_To be done_
Keep only the lines in the rows below that contain the string "segmentation", matching its case exactly.

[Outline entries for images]
****************************************

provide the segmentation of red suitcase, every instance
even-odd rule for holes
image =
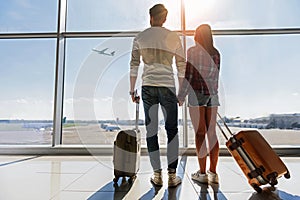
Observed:
[[[233,134],[219,113],[218,116],[231,135],[228,138],[217,123],[227,140],[227,149],[257,192],[262,191],[261,185],[270,184],[273,187],[281,176],[290,178],[283,161],[258,131],[244,130]]]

****************************************

_Expected output_
provide the segmentation of red suitcase, every instance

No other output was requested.